### GIVEN REQUEST:
Copy out each of the entries below word for word, leaving out the pictures.

### RECORDS FOR THE EXERCISE:
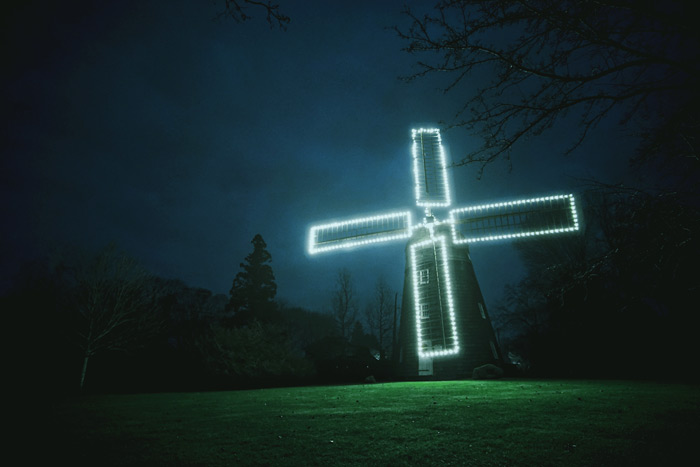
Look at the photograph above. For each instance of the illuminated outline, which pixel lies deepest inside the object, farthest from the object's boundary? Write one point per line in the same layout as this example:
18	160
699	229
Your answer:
572	205
450	301
416	170
313	247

### CORRECT RESPONSE:
Look at the photograph above. For each instance of the illuminated outline, which pixel lies deepest inside the object, farthest from the object's boundary? Write one point per line in the same layout as this example:
18	160
699	229
Your answer:
572	205
450	301
416	170
313	247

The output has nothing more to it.